Exercise →
From the first line to the last, reproduce the records exactly as they appear below.

[Natural-language object grounding data]
┌──

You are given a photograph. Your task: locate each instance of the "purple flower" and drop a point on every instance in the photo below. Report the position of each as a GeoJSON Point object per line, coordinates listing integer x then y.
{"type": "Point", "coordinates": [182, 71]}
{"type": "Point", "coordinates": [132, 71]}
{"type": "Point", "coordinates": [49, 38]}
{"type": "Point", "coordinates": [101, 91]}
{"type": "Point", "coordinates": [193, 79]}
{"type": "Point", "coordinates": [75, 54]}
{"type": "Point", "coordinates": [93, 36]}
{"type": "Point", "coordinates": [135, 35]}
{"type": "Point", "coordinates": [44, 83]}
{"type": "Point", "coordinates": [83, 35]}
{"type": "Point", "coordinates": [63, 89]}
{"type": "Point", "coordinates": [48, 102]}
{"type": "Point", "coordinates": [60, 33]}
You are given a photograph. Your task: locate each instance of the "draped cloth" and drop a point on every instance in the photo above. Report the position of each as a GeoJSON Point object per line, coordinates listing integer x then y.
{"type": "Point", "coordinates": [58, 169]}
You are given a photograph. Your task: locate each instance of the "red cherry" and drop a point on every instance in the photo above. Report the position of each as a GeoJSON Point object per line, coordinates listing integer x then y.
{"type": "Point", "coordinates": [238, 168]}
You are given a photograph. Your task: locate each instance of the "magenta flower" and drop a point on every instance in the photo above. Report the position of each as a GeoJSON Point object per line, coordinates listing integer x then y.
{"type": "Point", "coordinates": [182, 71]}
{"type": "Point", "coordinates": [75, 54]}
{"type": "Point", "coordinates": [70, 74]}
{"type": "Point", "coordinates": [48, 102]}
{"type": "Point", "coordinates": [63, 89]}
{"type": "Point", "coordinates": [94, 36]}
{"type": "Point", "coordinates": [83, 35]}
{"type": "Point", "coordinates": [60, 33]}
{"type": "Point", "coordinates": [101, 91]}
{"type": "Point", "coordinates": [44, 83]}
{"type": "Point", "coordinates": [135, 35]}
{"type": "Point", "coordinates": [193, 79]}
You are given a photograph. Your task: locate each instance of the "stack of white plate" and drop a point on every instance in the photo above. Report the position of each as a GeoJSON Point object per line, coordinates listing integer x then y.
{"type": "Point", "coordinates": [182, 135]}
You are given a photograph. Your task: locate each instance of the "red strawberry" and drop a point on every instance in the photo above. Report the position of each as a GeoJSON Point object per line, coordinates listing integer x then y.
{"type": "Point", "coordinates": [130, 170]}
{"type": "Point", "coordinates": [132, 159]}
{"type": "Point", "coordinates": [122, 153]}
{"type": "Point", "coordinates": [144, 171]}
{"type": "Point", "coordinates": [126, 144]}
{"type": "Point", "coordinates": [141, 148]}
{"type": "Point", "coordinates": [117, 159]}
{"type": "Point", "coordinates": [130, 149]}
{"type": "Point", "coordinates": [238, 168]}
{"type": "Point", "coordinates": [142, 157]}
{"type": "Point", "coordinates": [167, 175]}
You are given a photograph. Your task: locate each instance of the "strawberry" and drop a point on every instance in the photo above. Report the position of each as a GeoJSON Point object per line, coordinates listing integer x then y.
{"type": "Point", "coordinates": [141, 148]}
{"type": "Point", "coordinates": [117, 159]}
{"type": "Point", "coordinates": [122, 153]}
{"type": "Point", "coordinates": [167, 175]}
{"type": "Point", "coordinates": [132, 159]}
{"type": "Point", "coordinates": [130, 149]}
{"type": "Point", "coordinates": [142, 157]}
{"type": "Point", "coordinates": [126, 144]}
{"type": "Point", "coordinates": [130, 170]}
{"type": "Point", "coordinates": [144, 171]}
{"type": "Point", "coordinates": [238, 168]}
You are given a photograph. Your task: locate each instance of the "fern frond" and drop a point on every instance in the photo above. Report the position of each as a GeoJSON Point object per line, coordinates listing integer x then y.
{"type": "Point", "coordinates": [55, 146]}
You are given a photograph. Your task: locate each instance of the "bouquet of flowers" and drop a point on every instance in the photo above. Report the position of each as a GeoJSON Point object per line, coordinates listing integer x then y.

└──

Task answer →
You are given a photograph. Your task: locate each instance of the "purple flower" and drop a point on every instance in the photo below. Report the position of each as a GeoJSON Point object per line, coordinates listing integer x then y.
{"type": "Point", "coordinates": [182, 71]}
{"type": "Point", "coordinates": [132, 71]}
{"type": "Point", "coordinates": [49, 38]}
{"type": "Point", "coordinates": [101, 91]}
{"type": "Point", "coordinates": [193, 79]}
{"type": "Point", "coordinates": [75, 54]}
{"type": "Point", "coordinates": [93, 36]}
{"type": "Point", "coordinates": [135, 35]}
{"type": "Point", "coordinates": [44, 83]}
{"type": "Point", "coordinates": [83, 35]}
{"type": "Point", "coordinates": [63, 89]}
{"type": "Point", "coordinates": [48, 102]}
{"type": "Point", "coordinates": [60, 33]}
You are given a photograph. Your task: locate each instance of the "draped cloth" and drop a point on every instance in the photo above. Report the position of each as a GeoJSON Point object per line, coordinates listing integer x then y.
{"type": "Point", "coordinates": [58, 169]}
You are given a photograph. Your task: locate each instance of the "red cherry" and drop a point on every instance in the photo above. Report the position of each as a GeoJSON Point object per line, coordinates listing integer x then y.
{"type": "Point", "coordinates": [238, 168]}
You are given a photograph. Your task: locate each instance of the "magenta flower" and drop a point on every instance in the photo above. Report the position of each as a GeoJSON Point object per line, coordinates listing integer x then y.
{"type": "Point", "coordinates": [182, 71]}
{"type": "Point", "coordinates": [75, 54]}
{"type": "Point", "coordinates": [70, 74]}
{"type": "Point", "coordinates": [48, 102]}
{"type": "Point", "coordinates": [63, 89]}
{"type": "Point", "coordinates": [94, 36]}
{"type": "Point", "coordinates": [83, 35]}
{"type": "Point", "coordinates": [60, 33]}
{"type": "Point", "coordinates": [101, 91]}
{"type": "Point", "coordinates": [44, 83]}
{"type": "Point", "coordinates": [135, 35]}
{"type": "Point", "coordinates": [193, 79]}
You are given a photograph. Your task: locate each instance of the "stack of white plate" and drop a point on every instance in the photo above. Report the position of each as a GeoJSON Point object per line, coordinates listing integer x then y.
{"type": "Point", "coordinates": [182, 135]}
You are given a photograph. Your task: locate each instance of the "red strawberry" and drop a point on every instance in the photo above. Report the position of each as a GeoJSON Point object per line, coordinates listing integer x then y.
{"type": "Point", "coordinates": [130, 170]}
{"type": "Point", "coordinates": [132, 159]}
{"type": "Point", "coordinates": [122, 153]}
{"type": "Point", "coordinates": [144, 171]}
{"type": "Point", "coordinates": [126, 144]}
{"type": "Point", "coordinates": [141, 148]}
{"type": "Point", "coordinates": [117, 159]}
{"type": "Point", "coordinates": [130, 149]}
{"type": "Point", "coordinates": [238, 168]}
{"type": "Point", "coordinates": [142, 157]}
{"type": "Point", "coordinates": [167, 175]}
You are given a photograph. Your task: locate each instance of the "strawberry" and drop a point on every instance in the photo above. Report the position of each as a GeoJSON Point object per line, coordinates listing integer x then y.
{"type": "Point", "coordinates": [141, 148]}
{"type": "Point", "coordinates": [117, 159]}
{"type": "Point", "coordinates": [122, 153]}
{"type": "Point", "coordinates": [167, 175]}
{"type": "Point", "coordinates": [132, 159]}
{"type": "Point", "coordinates": [130, 149]}
{"type": "Point", "coordinates": [142, 157]}
{"type": "Point", "coordinates": [126, 144]}
{"type": "Point", "coordinates": [130, 170]}
{"type": "Point", "coordinates": [144, 171]}
{"type": "Point", "coordinates": [238, 168]}
You are given a photograph. Your task: locate each instance of the "fern frond" and drop a point on every instance in the photo above. Report the position of each as a GeoJSON Point object per line, coordinates listing integer x then y.
{"type": "Point", "coordinates": [55, 146]}
You are given a photograph. Your task: locate each instance of the "bouquet of flowers" and drop a point on every instance in the photo above. Report the position of each as a GeoJSON Point object per line, coordinates listing integer x then y.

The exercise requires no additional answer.